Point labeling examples
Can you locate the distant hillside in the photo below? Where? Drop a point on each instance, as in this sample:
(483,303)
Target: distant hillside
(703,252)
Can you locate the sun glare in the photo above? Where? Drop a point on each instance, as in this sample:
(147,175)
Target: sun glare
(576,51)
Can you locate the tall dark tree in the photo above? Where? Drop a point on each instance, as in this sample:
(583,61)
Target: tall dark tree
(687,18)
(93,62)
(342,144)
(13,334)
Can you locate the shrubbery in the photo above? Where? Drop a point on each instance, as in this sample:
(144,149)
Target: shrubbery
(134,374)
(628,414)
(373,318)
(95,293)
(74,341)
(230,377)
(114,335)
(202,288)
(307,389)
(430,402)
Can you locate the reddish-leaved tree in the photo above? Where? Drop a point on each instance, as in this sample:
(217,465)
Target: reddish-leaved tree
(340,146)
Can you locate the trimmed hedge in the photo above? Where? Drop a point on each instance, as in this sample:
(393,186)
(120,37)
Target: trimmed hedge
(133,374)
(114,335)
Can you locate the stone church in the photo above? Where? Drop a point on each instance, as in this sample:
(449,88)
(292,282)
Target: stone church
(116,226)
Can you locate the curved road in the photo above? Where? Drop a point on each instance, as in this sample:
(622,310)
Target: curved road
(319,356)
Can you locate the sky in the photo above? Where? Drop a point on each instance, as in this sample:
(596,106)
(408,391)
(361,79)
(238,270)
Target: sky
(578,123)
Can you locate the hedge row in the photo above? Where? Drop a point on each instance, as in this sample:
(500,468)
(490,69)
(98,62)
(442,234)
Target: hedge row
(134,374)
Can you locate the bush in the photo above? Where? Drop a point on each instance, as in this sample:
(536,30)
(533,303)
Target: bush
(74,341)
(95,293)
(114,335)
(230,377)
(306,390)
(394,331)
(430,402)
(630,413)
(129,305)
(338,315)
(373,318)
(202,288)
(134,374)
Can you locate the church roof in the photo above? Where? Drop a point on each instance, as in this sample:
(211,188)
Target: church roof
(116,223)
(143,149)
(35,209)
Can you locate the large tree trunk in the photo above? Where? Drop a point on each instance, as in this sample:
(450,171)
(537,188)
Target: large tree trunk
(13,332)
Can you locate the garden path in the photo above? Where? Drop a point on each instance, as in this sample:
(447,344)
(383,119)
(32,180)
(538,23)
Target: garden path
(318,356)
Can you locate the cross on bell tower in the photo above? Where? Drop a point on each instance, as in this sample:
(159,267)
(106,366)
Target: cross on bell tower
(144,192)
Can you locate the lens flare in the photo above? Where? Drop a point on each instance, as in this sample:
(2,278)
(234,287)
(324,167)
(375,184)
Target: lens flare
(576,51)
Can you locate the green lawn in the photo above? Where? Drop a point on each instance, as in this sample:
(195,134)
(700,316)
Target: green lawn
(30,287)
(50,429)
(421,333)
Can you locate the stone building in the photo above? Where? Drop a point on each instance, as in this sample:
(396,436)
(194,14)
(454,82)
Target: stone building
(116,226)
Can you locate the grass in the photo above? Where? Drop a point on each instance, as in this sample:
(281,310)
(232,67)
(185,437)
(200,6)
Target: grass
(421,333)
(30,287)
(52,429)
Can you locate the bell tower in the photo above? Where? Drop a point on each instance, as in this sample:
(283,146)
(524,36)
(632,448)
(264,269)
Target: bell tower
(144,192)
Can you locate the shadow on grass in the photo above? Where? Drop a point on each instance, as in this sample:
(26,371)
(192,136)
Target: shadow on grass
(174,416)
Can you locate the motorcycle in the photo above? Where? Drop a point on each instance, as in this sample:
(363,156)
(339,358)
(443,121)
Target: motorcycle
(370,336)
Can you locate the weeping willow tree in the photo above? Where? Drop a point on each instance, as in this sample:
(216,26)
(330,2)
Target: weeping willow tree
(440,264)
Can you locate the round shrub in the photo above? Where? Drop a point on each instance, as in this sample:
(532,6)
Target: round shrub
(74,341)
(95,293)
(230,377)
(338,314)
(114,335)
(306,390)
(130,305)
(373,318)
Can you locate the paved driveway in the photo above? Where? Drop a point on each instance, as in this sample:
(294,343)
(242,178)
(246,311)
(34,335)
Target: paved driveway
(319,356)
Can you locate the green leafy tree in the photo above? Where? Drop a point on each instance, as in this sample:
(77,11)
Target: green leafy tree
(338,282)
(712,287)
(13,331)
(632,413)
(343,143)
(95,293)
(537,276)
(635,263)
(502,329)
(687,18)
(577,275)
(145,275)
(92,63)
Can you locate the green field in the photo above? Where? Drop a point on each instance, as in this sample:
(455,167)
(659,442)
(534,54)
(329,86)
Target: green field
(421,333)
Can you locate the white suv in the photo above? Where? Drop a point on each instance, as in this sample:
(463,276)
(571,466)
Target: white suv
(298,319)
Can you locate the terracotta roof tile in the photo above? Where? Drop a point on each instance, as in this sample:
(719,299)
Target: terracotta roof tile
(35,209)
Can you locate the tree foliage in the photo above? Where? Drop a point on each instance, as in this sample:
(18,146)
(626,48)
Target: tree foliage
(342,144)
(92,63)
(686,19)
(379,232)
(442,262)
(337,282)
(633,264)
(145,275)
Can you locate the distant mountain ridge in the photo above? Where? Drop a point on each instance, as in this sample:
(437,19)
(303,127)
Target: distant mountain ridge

The task. Once more, set down the full listing, verbatim.

Output for this task.
Can you locate the distant hillside in the photo below? Where? Drop a point on each instance, as in this sample:
(483,303)
Target: distant hillside
(703,252)
Can you locate the sun glare in the photo above? Where? Drop a point on each instance, as in this sample:
(147,175)
Target: sun glare
(576,51)
Can you locate the tall dark tree in the photo above? Where? Drop a point on each instance, as in this sample:
(583,61)
Target: tall dark tree
(687,18)
(93,62)
(342,144)
(13,334)
Can you locate the shrubbery in the photo above? Where? Drop a point on each instance, as in this sample:
(144,149)
Target: shrubbery
(134,374)
(628,414)
(373,318)
(95,293)
(74,341)
(230,377)
(114,335)
(202,288)
(307,389)
(430,402)
Can you locate the reddish-leaved tree in the photo above? Where? Drop a point on each instance, as in this sample:
(217,465)
Target: reddish-leaved tree
(340,146)
Can you locate the trimmed hedge in the photo above? Where? Drop a point on each instance, as in this sample:
(393,186)
(120,37)
Target: trimmed hedge
(133,374)
(114,335)
Can you locate the stone church in the photo above? Where? Drop a point on each instance, as in this sample:
(449,88)
(292,282)
Target: stone church
(116,226)
Can you locate the curved road in the photo above? Where? Drop a point on each instance, as in this sample:
(622,310)
Target: curved road
(319,356)
Can you locate the sky in the photo above? Where? Drop a point on each instance, as in this sample:
(596,106)
(408,391)
(361,79)
(238,270)
Target: sky
(578,123)
Can you locate the hedge row in the photo above? Where? Drop a point on each instance, as in this sample:
(500,468)
(490,69)
(98,62)
(442,234)
Target: hedge row
(134,374)
Can you locate the bush in the photo above? Where? Drop a point on each instance, as in this sample:
(536,30)
(533,303)
Target: bush
(74,341)
(95,293)
(114,335)
(230,377)
(306,390)
(394,331)
(430,402)
(630,413)
(129,305)
(338,315)
(373,318)
(202,288)
(134,374)
Can you locate the church roof in the photo above? Where? Drop a point on each instance, as in this sample:
(211,188)
Target: church roof
(116,223)
(143,149)
(35,209)
Can you locate the large tree trunk in the photo above? Where? Drop a point on each instance, as in this sample:
(450,171)
(537,188)
Target: large tree trunk
(13,332)
Can you locate the garden path in the photo above? Where? Drop a point on each instance, as in this sample:
(447,344)
(383,119)
(32,180)
(538,23)
Target: garden path
(318,356)
Can you locate the cross on bell tower in the photo above? Where? Drop a point on each instance, as in this sample:
(159,267)
(106,366)
Target: cross on bell tower
(144,192)
Can you locate the lens flare in the photo above? Where? Drop a point on each instance, as in this sample:
(2,278)
(234,287)
(324,167)
(375,184)
Target: lens flare
(576,51)
Can you locate the green lawn in the photo above? Where? Drop a point on each instance, as in this sample:
(195,134)
(700,316)
Target: green lawn
(30,287)
(50,429)
(421,333)
Can you locate the stone building in the photo above? Where? Drop a point on each instance, as in this sample:
(396,436)
(194,14)
(454,82)
Target: stone building
(116,226)
Can you locate the grass in the photo above? Where? Drop a point on each instance, as in this sample:
(281,310)
(232,67)
(185,437)
(200,6)
Target: grass
(421,333)
(30,287)
(52,429)
Can you locate the bell tower in the photo above? Where? Drop a point on each instance, as in this sample:
(283,146)
(524,36)
(632,448)
(264,269)
Target: bell tower
(144,192)
Can you locate the shadow on grass in the photo above? Where? Drop a point on each instance, as in this sample:
(26,371)
(192,136)
Target: shadow on grass
(174,416)
Can you locate the motorcycle in the photo above? Where? Drop a point on each instance, as in this sample:
(363,156)
(339,358)
(443,121)
Target: motorcycle
(370,336)
Can you locate the weeping willow tree in the photo above? Where? Drop a point on each instance, as in this sample:
(216,26)
(330,2)
Target: weeping willow tree
(440,264)
Can you locate the round shrub in the photo above? Where? Drop a point on each instance, as in this sample:
(532,6)
Target: round shrub
(74,341)
(95,293)
(230,377)
(338,314)
(114,335)
(306,390)
(130,305)
(373,318)
Can you locate the paved driveway in the photo above? Where? Drop a point on each instance, as in this sample:
(294,343)
(242,178)
(246,311)
(34,335)
Target: paved driveway
(319,356)
Can you locate the green leafy tree in the photo above? Where? Drop a point on each instance, as in this sample:
(77,11)
Target: green leafy tree
(338,282)
(712,287)
(13,331)
(632,413)
(343,143)
(95,293)
(537,276)
(635,263)
(502,329)
(687,18)
(577,275)
(145,275)
(92,63)
Can you locate the green field in the photo above? Where? Drop a point on each instance, as in this sample:
(455,167)
(659,442)
(534,54)
(329,86)
Target: green field
(421,333)
Can you locate the white suv in the photo above? Where? Drop a point on each instance, as in this sample:
(463,276)
(571,466)
Target: white suv
(298,319)
Can you locate the terracotta roof tile in the photo above? Where? Drop a point on each instance, as in this sample:
(719,299)
Target: terracotta roof tile
(35,209)
Can you locate the tree foliage in the photo above? Where? Drop a point on each instance, as in this sample:
(18,146)
(626,48)
Target: tree foliage
(342,144)
(92,63)
(686,19)
(379,232)
(442,262)
(337,282)
(633,264)
(145,275)
Can you locate the distant mountain ridge in the photo above? Where? Drop a point on each instance, as in this sample:
(437,19)
(303,127)
Target: distant mountain ridge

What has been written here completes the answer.